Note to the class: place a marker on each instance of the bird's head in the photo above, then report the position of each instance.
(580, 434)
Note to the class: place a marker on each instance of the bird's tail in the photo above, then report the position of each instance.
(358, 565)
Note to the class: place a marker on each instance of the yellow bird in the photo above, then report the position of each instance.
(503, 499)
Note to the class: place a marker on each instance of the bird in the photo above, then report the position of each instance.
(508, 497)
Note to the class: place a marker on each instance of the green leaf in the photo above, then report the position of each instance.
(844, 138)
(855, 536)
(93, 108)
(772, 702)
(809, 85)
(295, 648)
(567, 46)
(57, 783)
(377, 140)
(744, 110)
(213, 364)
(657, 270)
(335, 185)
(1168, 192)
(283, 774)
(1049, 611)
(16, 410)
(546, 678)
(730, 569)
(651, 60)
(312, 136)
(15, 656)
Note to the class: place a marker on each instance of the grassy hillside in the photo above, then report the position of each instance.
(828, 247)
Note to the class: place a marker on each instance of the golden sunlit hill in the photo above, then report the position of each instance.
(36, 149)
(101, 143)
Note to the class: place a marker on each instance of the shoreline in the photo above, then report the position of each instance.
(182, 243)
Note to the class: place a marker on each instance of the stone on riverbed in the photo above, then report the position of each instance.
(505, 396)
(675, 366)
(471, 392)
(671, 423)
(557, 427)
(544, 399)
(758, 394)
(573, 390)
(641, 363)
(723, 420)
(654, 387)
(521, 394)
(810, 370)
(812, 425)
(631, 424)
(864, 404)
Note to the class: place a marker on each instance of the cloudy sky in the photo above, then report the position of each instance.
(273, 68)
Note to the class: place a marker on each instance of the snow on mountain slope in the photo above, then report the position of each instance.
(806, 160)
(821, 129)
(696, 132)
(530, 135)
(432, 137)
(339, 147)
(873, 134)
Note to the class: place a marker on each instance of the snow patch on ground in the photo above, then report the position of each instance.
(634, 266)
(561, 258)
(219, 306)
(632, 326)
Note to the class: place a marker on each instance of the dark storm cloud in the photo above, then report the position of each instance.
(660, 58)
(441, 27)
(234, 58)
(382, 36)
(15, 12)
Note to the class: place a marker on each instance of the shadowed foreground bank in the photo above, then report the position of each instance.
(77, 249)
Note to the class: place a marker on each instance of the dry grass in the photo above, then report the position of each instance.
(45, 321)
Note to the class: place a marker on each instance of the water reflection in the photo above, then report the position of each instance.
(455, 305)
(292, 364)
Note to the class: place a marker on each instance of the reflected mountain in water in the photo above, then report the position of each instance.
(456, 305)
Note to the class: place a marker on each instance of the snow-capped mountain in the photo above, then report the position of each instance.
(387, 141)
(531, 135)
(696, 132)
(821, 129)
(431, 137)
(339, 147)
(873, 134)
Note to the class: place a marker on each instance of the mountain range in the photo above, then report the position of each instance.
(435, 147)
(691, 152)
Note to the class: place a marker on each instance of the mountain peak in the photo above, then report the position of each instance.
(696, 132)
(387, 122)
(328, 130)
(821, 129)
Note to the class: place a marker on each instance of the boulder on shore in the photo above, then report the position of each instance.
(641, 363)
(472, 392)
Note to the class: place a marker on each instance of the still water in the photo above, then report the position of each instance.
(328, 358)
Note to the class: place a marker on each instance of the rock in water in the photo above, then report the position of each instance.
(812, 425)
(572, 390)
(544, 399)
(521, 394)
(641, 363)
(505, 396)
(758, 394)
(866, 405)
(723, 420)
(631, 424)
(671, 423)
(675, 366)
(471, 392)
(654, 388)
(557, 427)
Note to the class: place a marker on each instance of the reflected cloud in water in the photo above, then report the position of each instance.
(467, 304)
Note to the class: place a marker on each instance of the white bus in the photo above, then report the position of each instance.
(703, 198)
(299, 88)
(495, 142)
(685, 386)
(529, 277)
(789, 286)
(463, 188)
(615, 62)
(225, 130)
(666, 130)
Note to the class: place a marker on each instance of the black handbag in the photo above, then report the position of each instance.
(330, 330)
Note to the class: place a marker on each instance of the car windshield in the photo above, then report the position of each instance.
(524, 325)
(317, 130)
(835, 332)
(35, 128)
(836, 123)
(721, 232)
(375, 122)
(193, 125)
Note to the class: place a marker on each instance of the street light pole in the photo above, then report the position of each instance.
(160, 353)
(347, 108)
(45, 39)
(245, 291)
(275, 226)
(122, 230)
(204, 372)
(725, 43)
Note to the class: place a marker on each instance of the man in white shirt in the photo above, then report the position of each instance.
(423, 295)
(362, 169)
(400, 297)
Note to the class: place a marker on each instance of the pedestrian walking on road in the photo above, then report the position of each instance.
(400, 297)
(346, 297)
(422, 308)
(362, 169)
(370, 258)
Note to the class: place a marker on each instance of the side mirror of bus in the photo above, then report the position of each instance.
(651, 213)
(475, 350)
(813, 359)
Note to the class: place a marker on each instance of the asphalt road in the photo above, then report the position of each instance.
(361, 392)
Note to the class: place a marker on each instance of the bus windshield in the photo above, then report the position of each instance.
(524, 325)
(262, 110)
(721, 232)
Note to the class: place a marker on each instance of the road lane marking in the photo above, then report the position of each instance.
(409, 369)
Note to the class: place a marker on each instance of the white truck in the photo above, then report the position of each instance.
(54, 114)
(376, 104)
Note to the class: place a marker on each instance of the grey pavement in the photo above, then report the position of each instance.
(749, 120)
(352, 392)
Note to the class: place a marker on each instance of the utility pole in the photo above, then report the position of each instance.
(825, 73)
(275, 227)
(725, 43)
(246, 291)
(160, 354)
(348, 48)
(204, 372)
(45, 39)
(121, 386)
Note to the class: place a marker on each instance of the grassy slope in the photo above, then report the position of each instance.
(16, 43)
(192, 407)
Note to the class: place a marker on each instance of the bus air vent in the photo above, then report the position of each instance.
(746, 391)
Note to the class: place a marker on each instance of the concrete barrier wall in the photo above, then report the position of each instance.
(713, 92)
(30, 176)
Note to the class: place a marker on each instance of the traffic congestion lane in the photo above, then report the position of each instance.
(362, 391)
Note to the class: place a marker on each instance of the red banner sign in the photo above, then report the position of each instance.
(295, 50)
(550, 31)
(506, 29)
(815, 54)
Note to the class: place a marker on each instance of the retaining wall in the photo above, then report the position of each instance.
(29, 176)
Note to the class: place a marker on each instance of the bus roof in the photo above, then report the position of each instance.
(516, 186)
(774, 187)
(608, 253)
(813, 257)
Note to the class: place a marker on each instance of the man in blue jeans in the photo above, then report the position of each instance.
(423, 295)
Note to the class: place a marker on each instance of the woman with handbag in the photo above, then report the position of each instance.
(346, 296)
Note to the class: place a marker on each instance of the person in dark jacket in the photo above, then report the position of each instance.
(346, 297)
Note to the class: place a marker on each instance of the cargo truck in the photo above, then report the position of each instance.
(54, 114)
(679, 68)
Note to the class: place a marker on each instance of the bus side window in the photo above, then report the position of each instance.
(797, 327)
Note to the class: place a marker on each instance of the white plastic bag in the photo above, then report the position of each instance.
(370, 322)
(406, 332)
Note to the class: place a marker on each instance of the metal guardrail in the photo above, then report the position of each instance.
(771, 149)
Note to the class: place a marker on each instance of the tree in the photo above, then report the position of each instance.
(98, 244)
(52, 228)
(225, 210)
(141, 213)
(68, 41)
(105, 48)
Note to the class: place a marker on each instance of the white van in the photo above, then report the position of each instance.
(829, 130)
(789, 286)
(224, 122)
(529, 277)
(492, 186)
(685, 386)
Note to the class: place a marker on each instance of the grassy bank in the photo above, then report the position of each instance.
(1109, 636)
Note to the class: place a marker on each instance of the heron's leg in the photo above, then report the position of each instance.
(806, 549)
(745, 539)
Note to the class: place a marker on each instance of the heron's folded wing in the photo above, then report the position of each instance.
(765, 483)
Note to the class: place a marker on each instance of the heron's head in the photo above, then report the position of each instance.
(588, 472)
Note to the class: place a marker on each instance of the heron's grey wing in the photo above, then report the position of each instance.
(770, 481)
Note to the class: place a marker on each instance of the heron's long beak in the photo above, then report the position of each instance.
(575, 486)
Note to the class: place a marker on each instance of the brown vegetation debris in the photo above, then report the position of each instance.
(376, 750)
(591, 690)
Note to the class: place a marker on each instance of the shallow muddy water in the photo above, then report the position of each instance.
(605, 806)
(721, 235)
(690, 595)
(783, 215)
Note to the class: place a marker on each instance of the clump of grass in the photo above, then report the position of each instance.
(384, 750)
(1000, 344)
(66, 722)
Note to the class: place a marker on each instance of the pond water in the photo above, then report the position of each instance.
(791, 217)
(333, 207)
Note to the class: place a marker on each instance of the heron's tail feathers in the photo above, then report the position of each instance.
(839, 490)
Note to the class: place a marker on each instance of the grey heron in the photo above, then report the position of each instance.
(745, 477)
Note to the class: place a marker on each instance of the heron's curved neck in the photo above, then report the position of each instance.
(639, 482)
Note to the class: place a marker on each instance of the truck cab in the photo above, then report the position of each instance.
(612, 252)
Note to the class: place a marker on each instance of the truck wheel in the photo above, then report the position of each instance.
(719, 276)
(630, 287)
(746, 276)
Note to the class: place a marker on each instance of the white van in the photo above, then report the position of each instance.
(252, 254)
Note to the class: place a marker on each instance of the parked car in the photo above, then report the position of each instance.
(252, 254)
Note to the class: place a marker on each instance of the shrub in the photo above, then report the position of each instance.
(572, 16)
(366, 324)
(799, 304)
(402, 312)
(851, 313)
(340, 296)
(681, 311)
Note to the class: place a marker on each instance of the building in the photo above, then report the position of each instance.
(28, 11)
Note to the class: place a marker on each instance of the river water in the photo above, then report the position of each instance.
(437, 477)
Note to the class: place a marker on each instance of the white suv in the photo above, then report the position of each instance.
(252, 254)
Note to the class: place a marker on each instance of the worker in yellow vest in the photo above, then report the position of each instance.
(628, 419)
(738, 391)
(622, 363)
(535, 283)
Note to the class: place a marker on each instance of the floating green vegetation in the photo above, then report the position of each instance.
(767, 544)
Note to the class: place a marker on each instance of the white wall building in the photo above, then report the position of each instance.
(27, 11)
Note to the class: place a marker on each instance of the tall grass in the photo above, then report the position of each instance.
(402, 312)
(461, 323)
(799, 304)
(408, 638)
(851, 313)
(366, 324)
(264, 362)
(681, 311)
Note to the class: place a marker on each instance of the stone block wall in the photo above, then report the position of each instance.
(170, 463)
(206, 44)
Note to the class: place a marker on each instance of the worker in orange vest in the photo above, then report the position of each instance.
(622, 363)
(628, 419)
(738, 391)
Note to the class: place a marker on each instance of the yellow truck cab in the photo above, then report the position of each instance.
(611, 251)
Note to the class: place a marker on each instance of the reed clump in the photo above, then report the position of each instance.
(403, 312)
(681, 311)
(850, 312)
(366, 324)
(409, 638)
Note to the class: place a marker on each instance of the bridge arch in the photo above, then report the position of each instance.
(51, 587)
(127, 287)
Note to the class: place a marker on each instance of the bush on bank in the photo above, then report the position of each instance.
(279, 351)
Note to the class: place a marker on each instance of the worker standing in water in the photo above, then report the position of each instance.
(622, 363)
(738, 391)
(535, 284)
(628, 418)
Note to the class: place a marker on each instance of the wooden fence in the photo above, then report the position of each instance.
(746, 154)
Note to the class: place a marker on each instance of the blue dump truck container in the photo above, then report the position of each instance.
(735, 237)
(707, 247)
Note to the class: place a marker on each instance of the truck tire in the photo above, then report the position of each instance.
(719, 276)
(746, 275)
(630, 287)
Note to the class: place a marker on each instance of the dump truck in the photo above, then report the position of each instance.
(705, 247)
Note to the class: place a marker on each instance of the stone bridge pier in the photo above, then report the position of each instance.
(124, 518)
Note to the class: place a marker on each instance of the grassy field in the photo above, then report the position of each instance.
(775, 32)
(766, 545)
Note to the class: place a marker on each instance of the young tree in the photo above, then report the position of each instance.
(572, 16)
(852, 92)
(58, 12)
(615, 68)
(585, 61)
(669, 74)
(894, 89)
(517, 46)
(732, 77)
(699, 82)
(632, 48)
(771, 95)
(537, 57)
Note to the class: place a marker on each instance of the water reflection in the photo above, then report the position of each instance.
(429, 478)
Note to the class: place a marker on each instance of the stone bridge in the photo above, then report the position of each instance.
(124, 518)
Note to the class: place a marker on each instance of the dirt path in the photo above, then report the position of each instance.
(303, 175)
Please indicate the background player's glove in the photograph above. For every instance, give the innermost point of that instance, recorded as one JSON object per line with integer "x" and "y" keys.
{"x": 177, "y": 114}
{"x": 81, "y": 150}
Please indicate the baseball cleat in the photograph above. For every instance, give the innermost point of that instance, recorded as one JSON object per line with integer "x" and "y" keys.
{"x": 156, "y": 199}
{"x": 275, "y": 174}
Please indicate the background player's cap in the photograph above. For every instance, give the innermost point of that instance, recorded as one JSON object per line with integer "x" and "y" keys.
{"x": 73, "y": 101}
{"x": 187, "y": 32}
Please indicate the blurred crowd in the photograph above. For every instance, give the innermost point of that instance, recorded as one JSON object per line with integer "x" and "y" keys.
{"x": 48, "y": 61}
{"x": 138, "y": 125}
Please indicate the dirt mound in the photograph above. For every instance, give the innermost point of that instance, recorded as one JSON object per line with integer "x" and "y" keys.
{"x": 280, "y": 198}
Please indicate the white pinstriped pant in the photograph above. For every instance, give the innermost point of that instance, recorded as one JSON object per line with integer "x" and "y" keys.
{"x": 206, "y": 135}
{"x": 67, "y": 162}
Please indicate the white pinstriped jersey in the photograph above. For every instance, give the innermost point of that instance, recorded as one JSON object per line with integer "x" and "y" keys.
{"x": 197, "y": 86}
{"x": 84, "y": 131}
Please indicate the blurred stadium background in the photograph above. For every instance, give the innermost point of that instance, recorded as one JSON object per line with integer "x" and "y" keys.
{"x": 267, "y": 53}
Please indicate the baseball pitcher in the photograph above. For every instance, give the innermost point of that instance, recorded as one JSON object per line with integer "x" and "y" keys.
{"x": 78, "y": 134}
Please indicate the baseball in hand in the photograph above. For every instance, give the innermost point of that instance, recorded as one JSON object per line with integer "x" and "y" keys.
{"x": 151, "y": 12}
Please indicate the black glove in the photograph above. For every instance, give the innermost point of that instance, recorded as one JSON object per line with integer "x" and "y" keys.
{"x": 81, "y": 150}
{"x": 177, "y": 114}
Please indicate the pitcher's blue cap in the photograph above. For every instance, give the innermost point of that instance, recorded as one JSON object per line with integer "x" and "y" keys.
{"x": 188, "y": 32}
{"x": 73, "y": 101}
------------------------
Problem details
Copy out everything from the line that begins "Please indicate the black" down to the end of the data, reproducing each line without any change.

Output below
Please indicate the black glove in the photograph above. For every instance, give the innermost point of that instance, recorded as one JSON object per line with integer "x" and "y" keys.
{"x": 81, "y": 150}
{"x": 177, "y": 114}
Please indicate the pitcher's blue cap in the photograph above. For every instance, give the innermost point of that instance, recorded as one JSON object per line with integer "x" and "y" keys.
{"x": 188, "y": 32}
{"x": 73, "y": 101}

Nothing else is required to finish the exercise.